→ **CHALLENGE**
The lines to extract start at the one containing "Point to the forest, one" and end with the last line; give them exactly and nothing more.

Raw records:
○ ○ ○

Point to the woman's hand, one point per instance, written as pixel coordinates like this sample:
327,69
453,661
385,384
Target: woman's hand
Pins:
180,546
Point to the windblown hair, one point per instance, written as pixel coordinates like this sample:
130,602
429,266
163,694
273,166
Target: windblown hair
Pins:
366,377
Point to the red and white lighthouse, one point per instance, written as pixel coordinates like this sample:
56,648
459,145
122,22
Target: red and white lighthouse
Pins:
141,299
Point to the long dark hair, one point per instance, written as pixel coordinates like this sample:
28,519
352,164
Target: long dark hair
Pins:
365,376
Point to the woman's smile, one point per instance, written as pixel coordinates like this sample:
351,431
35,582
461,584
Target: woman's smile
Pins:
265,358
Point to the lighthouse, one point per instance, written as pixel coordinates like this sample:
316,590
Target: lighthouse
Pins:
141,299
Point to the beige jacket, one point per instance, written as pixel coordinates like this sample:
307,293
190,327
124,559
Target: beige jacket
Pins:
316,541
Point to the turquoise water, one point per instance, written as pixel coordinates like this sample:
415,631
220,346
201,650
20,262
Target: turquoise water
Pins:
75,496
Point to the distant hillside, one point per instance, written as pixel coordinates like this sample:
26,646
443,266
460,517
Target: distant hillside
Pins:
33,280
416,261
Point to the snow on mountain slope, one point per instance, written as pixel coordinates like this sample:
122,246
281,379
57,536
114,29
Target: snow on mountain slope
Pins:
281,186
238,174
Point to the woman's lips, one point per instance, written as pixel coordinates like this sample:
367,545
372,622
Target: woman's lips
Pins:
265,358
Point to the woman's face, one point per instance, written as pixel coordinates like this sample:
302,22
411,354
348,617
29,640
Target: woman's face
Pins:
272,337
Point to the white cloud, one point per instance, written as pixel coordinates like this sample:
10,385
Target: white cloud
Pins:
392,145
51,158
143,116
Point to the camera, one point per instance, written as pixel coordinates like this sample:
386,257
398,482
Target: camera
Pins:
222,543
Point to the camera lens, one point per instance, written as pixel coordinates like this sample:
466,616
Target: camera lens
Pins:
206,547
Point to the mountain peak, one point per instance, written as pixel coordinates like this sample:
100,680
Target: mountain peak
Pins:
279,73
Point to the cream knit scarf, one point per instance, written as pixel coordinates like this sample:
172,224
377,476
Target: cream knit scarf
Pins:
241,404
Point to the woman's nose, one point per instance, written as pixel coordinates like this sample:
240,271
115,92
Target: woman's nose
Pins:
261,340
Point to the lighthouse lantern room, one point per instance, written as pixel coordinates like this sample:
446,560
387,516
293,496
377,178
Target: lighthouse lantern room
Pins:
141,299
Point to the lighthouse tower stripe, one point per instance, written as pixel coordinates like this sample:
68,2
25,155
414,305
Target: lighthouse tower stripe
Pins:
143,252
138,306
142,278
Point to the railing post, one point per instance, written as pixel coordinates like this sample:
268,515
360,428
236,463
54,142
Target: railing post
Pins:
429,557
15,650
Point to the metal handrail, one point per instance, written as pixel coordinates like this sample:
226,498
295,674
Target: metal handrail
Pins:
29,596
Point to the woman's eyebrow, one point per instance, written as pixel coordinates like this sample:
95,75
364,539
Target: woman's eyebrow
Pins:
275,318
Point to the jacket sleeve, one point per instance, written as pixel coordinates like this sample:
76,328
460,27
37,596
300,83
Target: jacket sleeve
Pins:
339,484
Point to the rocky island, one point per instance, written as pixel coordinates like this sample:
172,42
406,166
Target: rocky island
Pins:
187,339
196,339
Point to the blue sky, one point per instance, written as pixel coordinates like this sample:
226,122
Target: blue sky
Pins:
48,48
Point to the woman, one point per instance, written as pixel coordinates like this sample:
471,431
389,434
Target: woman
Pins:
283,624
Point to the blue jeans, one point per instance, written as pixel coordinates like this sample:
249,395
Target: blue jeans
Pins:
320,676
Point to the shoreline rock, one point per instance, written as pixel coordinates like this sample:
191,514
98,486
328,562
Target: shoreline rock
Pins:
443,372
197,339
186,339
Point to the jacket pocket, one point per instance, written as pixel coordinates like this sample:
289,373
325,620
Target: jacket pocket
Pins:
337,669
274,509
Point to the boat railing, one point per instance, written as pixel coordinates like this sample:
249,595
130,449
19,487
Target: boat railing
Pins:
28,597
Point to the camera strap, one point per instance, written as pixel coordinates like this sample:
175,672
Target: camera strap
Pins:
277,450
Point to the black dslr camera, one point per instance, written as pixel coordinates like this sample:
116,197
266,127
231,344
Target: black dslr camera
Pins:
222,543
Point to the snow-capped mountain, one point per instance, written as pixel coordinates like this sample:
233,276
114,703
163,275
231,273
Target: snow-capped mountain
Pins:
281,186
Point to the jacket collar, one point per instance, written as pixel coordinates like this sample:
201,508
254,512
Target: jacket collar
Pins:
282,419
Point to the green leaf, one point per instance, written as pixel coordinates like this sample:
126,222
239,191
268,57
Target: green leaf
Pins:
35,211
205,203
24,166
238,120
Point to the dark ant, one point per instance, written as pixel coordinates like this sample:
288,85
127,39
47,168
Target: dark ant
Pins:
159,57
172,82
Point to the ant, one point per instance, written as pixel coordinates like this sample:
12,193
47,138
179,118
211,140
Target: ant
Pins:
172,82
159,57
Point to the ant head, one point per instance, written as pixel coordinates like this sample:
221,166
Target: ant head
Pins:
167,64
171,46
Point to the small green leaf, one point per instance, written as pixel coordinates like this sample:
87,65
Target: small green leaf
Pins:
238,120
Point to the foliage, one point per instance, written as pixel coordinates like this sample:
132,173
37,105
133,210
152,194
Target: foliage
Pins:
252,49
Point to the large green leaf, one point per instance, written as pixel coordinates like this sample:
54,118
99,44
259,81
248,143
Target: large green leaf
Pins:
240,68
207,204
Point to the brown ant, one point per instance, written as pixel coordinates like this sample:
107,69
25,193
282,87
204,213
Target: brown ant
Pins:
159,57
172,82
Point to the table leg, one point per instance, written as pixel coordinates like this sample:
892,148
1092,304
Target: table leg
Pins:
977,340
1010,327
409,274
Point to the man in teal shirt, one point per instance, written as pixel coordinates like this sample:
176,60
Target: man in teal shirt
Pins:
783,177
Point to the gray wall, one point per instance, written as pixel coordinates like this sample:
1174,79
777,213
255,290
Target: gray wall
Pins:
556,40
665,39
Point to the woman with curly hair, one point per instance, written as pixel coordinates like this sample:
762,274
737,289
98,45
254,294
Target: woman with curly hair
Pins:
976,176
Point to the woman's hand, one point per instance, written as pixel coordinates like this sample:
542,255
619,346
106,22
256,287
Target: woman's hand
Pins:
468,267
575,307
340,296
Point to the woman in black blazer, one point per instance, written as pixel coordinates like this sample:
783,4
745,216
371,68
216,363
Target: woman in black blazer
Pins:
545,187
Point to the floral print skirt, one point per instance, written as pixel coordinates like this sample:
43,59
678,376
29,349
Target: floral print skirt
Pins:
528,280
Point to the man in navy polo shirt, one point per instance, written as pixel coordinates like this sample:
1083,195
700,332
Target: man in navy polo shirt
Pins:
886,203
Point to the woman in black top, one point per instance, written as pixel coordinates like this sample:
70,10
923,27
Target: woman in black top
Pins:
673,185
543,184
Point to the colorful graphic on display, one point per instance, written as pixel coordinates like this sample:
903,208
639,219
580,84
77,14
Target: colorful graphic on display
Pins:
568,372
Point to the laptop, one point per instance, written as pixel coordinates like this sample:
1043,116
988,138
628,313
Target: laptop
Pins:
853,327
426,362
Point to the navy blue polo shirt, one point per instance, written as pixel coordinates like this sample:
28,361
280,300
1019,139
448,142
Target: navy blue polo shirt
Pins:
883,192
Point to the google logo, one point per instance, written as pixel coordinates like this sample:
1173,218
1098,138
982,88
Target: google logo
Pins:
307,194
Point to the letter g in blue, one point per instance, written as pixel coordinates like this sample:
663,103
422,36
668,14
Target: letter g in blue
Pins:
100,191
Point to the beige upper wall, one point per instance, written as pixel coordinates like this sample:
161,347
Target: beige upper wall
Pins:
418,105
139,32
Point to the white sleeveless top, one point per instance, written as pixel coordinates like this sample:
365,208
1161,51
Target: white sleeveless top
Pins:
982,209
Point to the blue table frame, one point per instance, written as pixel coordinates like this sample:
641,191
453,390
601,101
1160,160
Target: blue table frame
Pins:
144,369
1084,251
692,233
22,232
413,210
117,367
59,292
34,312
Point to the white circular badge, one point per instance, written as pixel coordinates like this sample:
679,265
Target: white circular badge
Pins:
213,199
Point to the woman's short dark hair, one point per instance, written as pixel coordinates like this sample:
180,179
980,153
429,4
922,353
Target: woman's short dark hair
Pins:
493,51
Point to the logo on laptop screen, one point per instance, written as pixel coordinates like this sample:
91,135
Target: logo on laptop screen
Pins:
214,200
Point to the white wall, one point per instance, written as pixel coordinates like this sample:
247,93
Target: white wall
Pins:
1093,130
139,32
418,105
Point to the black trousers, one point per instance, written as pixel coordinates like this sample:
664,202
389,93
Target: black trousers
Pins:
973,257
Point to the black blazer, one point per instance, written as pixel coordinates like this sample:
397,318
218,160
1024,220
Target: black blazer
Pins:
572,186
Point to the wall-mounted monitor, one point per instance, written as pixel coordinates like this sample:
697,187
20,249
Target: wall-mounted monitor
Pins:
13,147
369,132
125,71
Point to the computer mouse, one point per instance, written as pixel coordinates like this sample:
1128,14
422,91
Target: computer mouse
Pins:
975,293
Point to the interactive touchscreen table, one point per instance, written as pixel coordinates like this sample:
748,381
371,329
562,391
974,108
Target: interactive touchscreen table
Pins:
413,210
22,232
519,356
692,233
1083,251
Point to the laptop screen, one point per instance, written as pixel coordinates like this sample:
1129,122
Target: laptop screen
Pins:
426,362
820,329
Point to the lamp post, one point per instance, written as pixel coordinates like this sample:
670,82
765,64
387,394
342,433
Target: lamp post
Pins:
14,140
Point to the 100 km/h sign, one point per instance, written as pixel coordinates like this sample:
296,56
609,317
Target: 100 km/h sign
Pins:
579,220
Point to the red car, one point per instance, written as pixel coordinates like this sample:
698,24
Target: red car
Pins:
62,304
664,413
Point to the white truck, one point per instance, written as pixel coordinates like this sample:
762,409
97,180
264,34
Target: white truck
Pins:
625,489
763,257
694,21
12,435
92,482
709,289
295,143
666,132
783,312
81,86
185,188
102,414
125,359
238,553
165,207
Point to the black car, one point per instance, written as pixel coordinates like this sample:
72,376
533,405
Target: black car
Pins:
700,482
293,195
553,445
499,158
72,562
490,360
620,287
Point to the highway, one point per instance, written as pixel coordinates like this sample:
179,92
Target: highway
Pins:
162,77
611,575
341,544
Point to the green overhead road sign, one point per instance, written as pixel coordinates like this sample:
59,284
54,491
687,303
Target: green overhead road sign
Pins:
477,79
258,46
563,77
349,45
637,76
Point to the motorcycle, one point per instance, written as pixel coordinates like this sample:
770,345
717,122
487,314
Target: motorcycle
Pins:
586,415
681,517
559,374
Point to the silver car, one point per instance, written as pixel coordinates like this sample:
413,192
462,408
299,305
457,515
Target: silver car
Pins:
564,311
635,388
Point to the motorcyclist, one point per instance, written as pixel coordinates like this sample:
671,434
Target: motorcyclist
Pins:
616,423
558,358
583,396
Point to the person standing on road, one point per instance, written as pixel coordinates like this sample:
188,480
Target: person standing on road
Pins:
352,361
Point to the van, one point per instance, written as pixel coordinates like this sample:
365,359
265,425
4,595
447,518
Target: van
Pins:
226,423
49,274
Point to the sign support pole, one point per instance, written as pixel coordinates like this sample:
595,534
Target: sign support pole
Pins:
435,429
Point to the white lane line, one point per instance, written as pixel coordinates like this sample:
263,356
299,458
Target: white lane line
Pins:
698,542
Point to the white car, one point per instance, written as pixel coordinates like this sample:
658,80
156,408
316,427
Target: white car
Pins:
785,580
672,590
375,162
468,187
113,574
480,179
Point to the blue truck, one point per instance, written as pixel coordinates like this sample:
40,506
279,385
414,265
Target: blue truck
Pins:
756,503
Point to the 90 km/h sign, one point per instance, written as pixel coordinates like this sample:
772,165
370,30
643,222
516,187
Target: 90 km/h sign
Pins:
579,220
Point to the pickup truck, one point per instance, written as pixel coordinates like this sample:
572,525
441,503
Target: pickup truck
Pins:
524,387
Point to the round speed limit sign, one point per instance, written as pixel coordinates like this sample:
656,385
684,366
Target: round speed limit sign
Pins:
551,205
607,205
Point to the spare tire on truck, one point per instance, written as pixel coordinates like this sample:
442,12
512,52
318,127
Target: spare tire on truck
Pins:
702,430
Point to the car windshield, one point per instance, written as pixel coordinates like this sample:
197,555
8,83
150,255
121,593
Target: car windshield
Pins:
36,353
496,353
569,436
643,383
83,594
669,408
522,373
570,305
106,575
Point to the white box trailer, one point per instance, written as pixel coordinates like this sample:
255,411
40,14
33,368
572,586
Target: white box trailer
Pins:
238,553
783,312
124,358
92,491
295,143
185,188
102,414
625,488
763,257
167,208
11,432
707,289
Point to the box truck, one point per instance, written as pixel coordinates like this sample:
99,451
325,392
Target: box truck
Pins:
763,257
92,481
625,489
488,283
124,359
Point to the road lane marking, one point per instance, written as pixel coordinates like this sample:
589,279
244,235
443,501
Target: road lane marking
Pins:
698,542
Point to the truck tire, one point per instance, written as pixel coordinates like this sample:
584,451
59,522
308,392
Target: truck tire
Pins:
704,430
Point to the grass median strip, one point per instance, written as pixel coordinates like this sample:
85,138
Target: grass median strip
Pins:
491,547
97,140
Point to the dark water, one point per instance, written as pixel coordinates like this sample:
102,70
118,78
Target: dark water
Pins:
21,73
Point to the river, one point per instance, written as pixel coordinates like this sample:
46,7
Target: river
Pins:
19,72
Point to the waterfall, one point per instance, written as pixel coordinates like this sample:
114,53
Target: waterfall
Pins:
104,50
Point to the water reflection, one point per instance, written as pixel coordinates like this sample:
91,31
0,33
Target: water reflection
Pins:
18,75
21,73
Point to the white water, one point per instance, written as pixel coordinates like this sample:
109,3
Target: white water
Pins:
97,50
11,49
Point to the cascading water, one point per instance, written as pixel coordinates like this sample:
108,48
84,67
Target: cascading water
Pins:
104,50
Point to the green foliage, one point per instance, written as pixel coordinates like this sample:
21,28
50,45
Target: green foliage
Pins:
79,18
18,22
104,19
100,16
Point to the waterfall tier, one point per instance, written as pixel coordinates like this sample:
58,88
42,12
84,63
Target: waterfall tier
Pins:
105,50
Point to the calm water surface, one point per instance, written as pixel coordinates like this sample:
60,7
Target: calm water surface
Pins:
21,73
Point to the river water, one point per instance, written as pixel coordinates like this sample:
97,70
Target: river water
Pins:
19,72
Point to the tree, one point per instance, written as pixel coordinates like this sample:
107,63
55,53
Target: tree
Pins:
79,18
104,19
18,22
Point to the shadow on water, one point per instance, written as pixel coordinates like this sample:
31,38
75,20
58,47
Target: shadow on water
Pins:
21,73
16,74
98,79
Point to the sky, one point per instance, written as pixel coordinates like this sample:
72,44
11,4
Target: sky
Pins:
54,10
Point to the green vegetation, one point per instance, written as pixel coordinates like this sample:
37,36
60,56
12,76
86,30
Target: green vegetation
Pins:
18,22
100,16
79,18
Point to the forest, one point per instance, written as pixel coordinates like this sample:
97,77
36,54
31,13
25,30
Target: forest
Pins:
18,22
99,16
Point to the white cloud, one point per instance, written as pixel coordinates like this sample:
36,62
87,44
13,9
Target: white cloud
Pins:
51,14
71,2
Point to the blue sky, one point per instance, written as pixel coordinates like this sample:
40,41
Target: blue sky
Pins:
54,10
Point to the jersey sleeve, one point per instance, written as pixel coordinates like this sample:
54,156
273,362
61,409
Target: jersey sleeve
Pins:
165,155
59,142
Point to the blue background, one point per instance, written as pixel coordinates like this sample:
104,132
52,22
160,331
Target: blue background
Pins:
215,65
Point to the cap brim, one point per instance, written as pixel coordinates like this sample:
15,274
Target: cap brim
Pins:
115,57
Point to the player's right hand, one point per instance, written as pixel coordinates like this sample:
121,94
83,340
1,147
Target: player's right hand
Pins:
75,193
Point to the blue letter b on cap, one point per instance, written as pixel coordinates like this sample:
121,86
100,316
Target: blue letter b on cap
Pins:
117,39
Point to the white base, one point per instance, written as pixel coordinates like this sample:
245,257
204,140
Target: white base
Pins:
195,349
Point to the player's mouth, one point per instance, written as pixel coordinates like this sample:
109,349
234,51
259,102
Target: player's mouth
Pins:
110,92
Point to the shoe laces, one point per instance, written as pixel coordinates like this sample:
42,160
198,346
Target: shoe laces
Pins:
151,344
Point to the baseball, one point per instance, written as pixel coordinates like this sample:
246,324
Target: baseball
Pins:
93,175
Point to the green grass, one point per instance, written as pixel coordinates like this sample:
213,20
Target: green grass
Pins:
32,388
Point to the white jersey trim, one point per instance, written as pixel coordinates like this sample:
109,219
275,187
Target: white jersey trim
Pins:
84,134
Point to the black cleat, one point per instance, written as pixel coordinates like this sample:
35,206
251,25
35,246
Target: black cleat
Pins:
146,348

○ ○ ○

→ **ANSWER TO THE PROBLEM**
Point to the forest, one point per instance, written as pixel coordinates like this sample:
97,77
36,54
31,13
25,30
Target: forest
Pins:
18,22
99,16
Point to the white cloud, one point per instance, written as pixel coordinates like this sample:
36,62
87,44
13,9
Target: white cloud
Pins:
51,14
71,2
Point to the blue sky, one point per instance, written as pixel coordinates like this sample:
40,41
Target: blue sky
Pins:
54,10
Point to the jersey sleeve, one point per instance, written as pixel coordinates like this sample:
54,156
273,362
61,409
Target: jersey sleeve
Pins:
165,155
59,142
Point to the blue background, one point per instance, written as pixel coordinates like this sample:
104,132
52,22
160,331
Target: blue background
Pins:
215,65
Point to the cap brim, one point per instance, written as pixel coordinates like this sample:
15,274
Target: cap brim
Pins:
115,57
Point to the player's right hand, one point per instance, written as pixel coordinates like this sample:
121,94
83,340
1,147
Target: player's right hand
Pins:
75,193
Point to the blue letter b on cap, one point per instance, written as pixel coordinates like this sample:
121,86
100,316
Target: blue letter b on cap
Pins:
117,39
Point to the white base, one point per instance, written as pixel coordinates like this sample:
245,257
204,140
Target: white base
Pins:
195,349
Point to the player's mouth, one point per instance, written as pixel coordinates like this sample:
109,349
234,51
259,102
Target: player's mouth
Pins:
110,92
Point to the shoe laces, one point per instance, written as pixel coordinates like this sample:
42,160
198,346
Target: shoe laces
Pins:
151,344
Point to the baseball, one point per instance, written as pixel coordinates like this sample:
246,324
Target: baseball
Pins:
93,175
Point to the green grass, one point per instance, written as pixel coordinates like this sample:
213,20
Target: green grass
Pins:
32,388
Point to the white jersey trim, one point per instance, written as pixel coordinates like this sample:
109,219
275,187
Target: white jersey trim
Pins:
84,134
Point to the black cleat, one point per instance, written as pixel coordinates like this sample:
35,206
251,25
35,246
Target: black cleat
Pins:
146,348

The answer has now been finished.